▶ **TASK DIRECTIONS**
Copy out precisely the line that holds "Practice step: put one dot on the combat" and all the lines following it in the data, up to and including the last one, and no others.

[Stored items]

····················

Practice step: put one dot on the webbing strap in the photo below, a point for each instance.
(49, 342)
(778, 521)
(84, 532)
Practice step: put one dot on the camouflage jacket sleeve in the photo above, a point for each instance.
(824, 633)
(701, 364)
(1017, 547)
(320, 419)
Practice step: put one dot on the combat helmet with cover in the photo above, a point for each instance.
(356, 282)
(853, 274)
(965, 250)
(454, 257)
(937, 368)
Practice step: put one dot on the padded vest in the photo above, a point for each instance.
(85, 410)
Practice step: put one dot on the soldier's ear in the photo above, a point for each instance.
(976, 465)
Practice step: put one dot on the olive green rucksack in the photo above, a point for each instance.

····················

▶ **OUTPUT FOR THIS EXERCISE**
Practice step: put one dot on the combat helmet with cover in the photo above, a point for each instance.
(356, 282)
(853, 274)
(965, 250)
(454, 257)
(937, 368)
Practice step: put one dot on the padded vest in the photo above, a point for each instance.
(85, 410)
Practice step: put one dot on the soldier's ear in the photo above, a point for each instance.
(976, 465)
Practice step: put one dot on the olive green rucksack in the photo above, a point for each instance.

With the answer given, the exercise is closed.